**WHAT TO WORK ON:**
Output the lines below as a JSON array of strings, one string per line, skipping blank lines and leaving out any pictures.

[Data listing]

+--

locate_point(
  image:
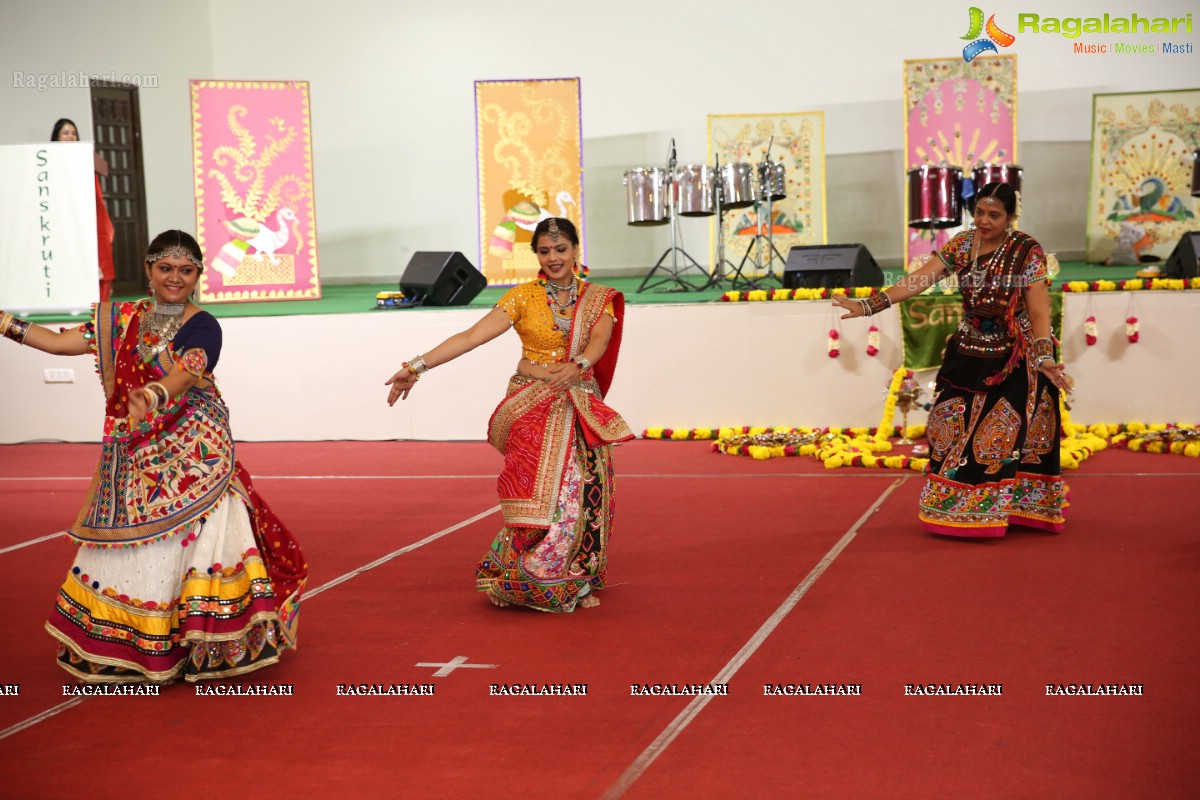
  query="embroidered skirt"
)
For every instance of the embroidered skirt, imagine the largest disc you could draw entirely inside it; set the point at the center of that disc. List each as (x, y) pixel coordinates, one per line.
(196, 606)
(994, 453)
(552, 569)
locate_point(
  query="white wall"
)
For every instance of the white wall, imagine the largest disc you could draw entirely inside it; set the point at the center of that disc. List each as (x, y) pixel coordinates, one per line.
(393, 101)
(688, 365)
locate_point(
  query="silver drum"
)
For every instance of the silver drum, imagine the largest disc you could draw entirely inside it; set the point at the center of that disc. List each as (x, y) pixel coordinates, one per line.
(772, 180)
(737, 185)
(646, 194)
(695, 191)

+--

**OUTPUT BELOW:**
[
  "locate_point(",
  "  image:",
  "  query=\"embroidered skirt\"",
  ")",
  "For every instance of the embroidered skirt, imagine the largest disc you could draw entirely inside it; set the point at the center of that disc. List each as (x, y) pixel coordinates, one per line.",
  "(196, 606)",
  "(994, 453)",
  "(552, 569)",
  "locate_point(",
  "  query=\"white wall\"",
  ")",
  "For every instance of the white wall, imagine the largest disc you could draw entirely inside it; set the point at the center of that disc. List each as (x, y) pixel coordinates, one per line.",
  "(393, 101)",
  "(688, 365)",
  "locate_point(",
  "  query=\"silver drum\"",
  ")",
  "For every instance of the silver drum, imagine the largest disc you could draw entirely inside it; set the point at the center of that disc. List each as (x, y) pixel coordinates, one per line.",
  "(772, 180)",
  "(737, 185)",
  "(646, 194)",
  "(695, 191)"
]